[Dataset records]
------------------------------

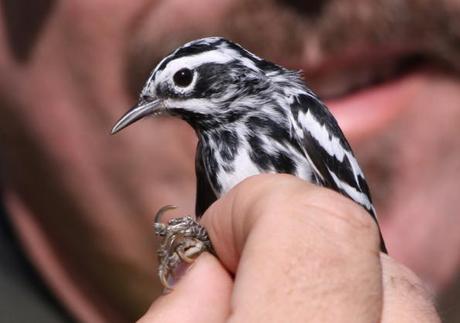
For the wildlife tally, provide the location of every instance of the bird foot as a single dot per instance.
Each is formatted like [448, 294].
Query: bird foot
[183, 240]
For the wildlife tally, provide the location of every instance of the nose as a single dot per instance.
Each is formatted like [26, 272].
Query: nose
[309, 8]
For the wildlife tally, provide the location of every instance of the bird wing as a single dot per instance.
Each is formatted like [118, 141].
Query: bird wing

------------------------------

• _Work to be completed_
Reproduce verbatim the lines of the listing that start at the line containing "wing as a single dot per instance." and run through the end of the listing.

• _Written answer_
For the wildlife tally, provide the location of every instance of the bird wing as a single dot per instance.
Each is formatted like [118, 141].
Query: bird wing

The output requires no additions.